TASK TO COMPLETE: A verbatim copy of the lines starting at the one with "Visual grounding module — locates where the black" and ending at the last line below is required; include nothing else.

Excerpts from a dataset:
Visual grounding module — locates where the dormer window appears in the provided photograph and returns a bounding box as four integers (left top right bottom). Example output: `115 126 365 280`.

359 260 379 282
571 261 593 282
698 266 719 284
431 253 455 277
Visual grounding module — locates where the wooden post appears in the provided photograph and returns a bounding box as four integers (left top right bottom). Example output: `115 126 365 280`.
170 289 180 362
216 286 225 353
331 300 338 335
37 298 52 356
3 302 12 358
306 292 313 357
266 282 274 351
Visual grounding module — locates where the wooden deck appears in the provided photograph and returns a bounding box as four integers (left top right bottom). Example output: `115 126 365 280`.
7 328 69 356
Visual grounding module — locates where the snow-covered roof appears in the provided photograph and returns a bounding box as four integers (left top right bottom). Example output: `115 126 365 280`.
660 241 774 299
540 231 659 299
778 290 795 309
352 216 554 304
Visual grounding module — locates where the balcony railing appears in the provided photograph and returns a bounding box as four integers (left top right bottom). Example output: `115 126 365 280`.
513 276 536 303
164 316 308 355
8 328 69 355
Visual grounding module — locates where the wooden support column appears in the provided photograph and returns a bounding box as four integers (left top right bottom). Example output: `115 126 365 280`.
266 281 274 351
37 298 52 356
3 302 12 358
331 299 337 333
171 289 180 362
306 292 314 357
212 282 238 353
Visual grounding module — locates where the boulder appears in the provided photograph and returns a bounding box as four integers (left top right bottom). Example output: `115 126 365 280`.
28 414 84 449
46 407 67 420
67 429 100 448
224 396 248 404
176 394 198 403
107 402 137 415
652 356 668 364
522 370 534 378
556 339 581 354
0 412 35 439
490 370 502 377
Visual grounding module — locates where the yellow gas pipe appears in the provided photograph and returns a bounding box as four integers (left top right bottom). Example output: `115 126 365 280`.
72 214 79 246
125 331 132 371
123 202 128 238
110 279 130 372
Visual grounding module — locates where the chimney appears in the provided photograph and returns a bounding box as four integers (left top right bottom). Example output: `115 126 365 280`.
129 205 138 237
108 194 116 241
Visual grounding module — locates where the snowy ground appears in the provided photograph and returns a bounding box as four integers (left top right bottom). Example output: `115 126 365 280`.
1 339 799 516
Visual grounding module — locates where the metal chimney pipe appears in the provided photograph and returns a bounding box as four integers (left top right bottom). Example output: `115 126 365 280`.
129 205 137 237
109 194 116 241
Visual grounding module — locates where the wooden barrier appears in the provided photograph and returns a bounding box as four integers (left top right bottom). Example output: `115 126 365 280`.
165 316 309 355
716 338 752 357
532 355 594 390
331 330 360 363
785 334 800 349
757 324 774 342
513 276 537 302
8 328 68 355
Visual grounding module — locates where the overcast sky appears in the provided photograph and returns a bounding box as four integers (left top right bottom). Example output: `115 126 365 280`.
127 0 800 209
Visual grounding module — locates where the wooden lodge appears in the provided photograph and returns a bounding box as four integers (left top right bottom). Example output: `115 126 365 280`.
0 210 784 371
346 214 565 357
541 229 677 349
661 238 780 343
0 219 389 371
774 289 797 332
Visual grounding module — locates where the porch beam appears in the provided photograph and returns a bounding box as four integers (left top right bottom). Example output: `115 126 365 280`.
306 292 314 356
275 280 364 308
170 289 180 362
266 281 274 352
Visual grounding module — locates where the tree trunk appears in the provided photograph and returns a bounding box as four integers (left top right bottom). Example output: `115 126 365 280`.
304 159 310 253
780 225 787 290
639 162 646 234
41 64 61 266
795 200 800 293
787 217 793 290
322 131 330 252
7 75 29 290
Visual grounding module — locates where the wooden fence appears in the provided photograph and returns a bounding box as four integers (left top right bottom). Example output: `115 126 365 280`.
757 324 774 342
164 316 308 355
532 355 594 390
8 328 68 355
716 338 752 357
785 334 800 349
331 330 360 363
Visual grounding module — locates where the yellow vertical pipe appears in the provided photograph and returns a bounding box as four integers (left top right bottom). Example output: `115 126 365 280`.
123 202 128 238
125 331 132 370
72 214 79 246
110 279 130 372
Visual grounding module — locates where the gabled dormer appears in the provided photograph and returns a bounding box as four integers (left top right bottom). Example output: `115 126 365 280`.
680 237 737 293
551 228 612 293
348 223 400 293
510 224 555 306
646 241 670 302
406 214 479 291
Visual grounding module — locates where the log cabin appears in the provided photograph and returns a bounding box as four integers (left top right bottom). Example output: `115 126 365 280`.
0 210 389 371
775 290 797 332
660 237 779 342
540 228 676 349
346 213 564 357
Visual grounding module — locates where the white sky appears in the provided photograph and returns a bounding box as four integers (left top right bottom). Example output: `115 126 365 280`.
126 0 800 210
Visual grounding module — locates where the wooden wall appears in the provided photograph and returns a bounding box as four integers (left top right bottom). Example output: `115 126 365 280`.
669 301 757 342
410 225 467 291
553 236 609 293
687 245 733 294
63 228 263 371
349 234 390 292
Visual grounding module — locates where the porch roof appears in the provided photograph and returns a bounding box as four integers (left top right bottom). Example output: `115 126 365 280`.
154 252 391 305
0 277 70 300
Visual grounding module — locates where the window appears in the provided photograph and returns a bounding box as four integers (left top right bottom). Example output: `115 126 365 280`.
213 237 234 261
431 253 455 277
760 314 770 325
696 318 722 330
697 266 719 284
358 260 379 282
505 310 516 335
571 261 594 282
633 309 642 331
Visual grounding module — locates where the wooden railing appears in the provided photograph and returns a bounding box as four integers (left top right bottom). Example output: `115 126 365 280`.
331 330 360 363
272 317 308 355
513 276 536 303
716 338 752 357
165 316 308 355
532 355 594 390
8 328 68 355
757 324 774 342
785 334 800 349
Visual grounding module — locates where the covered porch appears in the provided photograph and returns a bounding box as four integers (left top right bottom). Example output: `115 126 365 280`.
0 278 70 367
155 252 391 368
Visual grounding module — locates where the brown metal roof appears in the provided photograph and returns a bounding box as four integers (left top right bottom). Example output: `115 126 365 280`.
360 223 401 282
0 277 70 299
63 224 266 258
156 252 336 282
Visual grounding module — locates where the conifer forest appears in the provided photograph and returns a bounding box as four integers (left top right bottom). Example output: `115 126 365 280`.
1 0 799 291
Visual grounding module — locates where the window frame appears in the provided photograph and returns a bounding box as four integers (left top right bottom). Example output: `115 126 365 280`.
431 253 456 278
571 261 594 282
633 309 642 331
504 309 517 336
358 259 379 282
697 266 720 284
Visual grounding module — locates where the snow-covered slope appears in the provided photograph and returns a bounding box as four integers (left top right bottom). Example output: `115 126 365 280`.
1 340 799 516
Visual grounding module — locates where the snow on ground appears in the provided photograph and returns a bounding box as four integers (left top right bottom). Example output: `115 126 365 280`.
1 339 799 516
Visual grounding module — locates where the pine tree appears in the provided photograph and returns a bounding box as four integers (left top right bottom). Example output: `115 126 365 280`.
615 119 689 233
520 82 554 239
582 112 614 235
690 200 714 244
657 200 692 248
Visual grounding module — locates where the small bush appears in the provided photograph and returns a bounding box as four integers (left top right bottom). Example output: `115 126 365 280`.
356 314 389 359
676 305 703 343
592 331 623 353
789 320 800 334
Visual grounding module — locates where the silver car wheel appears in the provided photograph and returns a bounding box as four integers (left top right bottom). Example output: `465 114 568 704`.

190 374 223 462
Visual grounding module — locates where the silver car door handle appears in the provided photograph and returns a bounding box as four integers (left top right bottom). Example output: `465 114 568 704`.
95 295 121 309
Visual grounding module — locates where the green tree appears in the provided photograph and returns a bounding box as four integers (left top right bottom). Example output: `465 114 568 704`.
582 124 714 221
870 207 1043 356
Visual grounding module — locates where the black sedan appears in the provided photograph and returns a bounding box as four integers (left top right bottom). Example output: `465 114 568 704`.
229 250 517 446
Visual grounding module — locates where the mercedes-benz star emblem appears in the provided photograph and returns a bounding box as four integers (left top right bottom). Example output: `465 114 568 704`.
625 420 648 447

RESULT OF THE EXERCISE:
Visual grounding module — locates where the black sedan appears in the provided photograph and returns a bounding box as four integers (left top right bottom). Example output: `465 114 568 704`.
229 250 517 446
Visual grounding module — locates where the mercedes-benz star emblem appears in the provided photograph and returns a bounding box as four integers (left top right bottom). Example output: `465 114 568 704`.
625 420 648 447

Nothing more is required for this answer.